Extract to read >>
On Fri, Apr 12, 2002 at 02:14:36PM -0700, Erik Steven Harrison wrote:
>  
> --
> 
> On Fri, 12 Apr 2002 18:27:11  
>  abigail wrote:
> >On Fri, Apr 12, 2002 at 04:42:07PM +0100, Piers Cawley wrote:
> >> [EMAIL PROTECTED] writes:
> >> >
> >> > Why isn't
> >> >
> >> >     if %foo {"key"} {print "Hello 1"}
> >> >
> >> > equivalent with the perl5 syntax:
> >> >
> >> >     if (%foo) {"key"} {print "Hello 1"}
> >> >
> >> > Which keyword is it expecting?
> >> 
> >> Keyword /els(e|if)/, or end of line, or semicolon. Sorry badly phrased
> >> on my part. The closing brace of {"key"} only ends the statement if it
> 
> 
> As i understand it (Tell me if I'm wrong) This
> 
> %hash {key};
> 
> will not work, because space between the hashname and the brace was no longer 
>allowed. This allows for

"Will not work" is not correct. "%hash {key}" is parsed as an expression
followed by a block. Whether that will work depends on the context.

Aim 1 >>
Reproduce the whole email exchange about Perl hash syntax word for word.

Provided entries >>

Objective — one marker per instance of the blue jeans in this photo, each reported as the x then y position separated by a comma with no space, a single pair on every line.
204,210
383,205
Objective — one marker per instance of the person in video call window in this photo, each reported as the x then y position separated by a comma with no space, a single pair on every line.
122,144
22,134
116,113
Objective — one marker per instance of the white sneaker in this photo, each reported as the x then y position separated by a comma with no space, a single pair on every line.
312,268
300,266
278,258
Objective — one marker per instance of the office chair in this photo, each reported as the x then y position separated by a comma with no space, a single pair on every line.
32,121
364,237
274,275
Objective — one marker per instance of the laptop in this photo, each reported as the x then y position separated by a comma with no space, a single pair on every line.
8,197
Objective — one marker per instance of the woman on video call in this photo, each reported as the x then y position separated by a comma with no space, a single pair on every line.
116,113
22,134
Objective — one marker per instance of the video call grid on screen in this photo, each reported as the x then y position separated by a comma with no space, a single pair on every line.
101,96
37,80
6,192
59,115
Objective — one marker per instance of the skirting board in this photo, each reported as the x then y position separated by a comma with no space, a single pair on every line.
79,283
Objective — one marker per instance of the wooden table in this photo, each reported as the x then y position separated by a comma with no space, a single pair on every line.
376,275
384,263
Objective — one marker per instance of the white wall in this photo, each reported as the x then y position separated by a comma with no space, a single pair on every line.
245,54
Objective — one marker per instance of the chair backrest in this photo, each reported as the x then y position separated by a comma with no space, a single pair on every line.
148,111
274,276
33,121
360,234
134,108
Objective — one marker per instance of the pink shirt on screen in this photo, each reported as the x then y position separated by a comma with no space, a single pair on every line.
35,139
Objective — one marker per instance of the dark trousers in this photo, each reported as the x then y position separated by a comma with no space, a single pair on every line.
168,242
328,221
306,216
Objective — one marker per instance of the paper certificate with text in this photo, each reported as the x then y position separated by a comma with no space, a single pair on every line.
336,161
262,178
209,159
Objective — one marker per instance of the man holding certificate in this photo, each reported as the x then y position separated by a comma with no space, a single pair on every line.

Aim 2 >>
Show every line of the rows that contains the word "white". Matching is case-sensitive.

Final answer 1 >>
On Fri, Apr 12, 2002 at 02:14:36PM -0700, Erik Steven Harrison wrote:
>  
> --
> 
> On Fri, 12 Apr 2002 18:27:11  
>  abigail wrote:
> >On Fri, Apr 12, 2002 at 04:42:07PM +0100, Piers Cawley wrote:
> >> [EMAIL PROTECTED] writes:
> >> >
> >> > Why isn't
> >> >
> >> >     if %foo {"key"} {print "Hello 1"}
> >> >
> >> > equivalent with the perl5 syntax:
> >> >
> >> >     if (%foo) {"key"} {print "Hello 1"}
> >> >
> >> > Which keyword is it expecting?
> >> 
> >> Keyword /els(e|if)/, or end of line, or semicolon. Sorry badly phrased
> >> on my part. The closing brace of {"key"} only ends the statement if it
> 
> 
> As i understand it (Tell me if I'm wrong) This
> 
> %hash {key};
> 
> will not work, because space between the hashname and the brace was no longer 
>allowed. This allows for

"Will not work" is not correct. "%hash {key}" is parsed as an expression
followed by a block. Whether that will work depends on the context.

Final answer 2 >>
Objective — one marker per instance of the white sneaker in this photo, each reported as the x then y position separated by a comma with no space, a single pair on every line.
Objective — one marker per instance of the white wall in this photo, each reported as the x then y position separated by a comma with no space, a single pair on every line.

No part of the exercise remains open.